### Direction 1
According to the column, what is the name of the latest Government document?
### Direction 2
In the entries, switch "guardrail" to "fence" in the stretch from the line containing "of the guardrail" through the line containing "Target: guardrail", and give those lines again without the pictures.

-- Start Article --

A route to prosperity or just another road to nowhere?
THE road to hell is paved with good intentions. If good intentions could be converted into tar and chippings, there wouldn’t be a pothole from Cork to Donegal.
Those of us who have seen plans come and go or have read piles of glossy documents promising a factory in every village and a light on every lamp post have reason to be cynical in the face of the publication of the latest Government document, ‘Project Ireland 2040’.
They should call it ‘The Road to Nirvana’ or maybe they could give it a trendy Irish name like ‘Slí Nirbheana’. Inevitably this would spawn a skyscraper of sub-committees such as the Slí Nirbheana Framework Policy Group, the SNFPG to those in the know, (to those not in the know, it would sound like something to be fired at an armoured personnel carrier). Of course there would also be the ‘Slí Nirbheana Implementation Committee’ or SNIC: “I can’t meet you today, I have a SNIC meeting.”
On and on it would go until the Slí Nirbheana Review and Monitoring Committee (SNRMC) concludes it was poor value for money and, from the start, was located in the wrong department. The SNRMC recommends it be split up and so ‘Slí Nirbheana’ becomes the road to nowhere. It disappears leaving behind a mountain of paper stored in a five-bay industrial unit along with tons of pristine ‘final’ reports unseen and barely touched by human hand.

-- End Article --
-- Start Material --

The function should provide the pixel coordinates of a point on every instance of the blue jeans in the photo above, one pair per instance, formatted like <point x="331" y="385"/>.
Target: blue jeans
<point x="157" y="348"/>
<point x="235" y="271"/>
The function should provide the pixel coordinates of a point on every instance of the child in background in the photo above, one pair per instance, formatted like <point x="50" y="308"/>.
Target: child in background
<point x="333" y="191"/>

-- End Material --
-- Start Material --

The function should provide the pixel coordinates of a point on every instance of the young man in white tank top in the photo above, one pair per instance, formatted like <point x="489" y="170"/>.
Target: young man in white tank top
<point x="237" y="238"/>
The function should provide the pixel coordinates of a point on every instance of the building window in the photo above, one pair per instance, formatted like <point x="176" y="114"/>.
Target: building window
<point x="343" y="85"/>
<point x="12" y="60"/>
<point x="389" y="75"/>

-- End Material --
-- Start Material --

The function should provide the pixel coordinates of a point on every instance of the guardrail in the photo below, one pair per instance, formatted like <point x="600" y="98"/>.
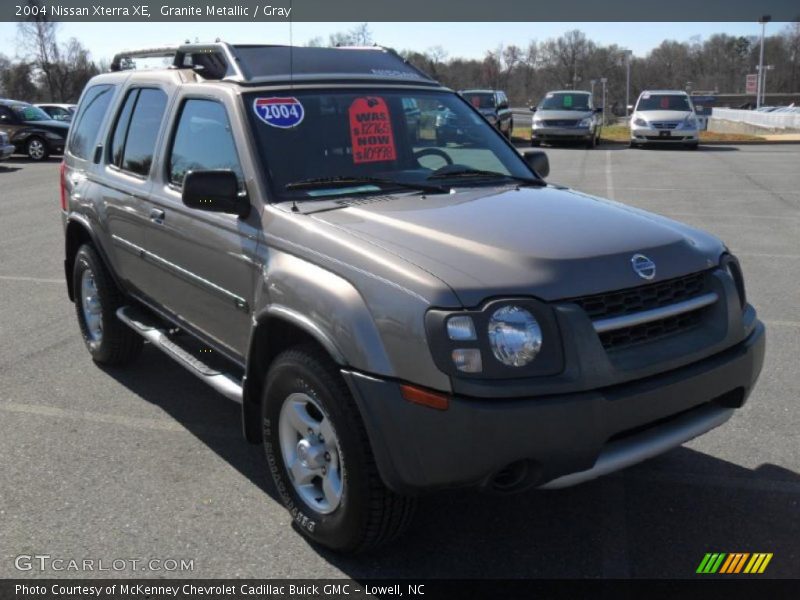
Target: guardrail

-- End Material --

### Final result 1
'Project Ireland 2040'

### Final result 2
The function should provide the pixel coordinates of a point on every instance of the fence in the photo below, one pair per instance, formatted like <point x="600" y="98"/>.
Target: fence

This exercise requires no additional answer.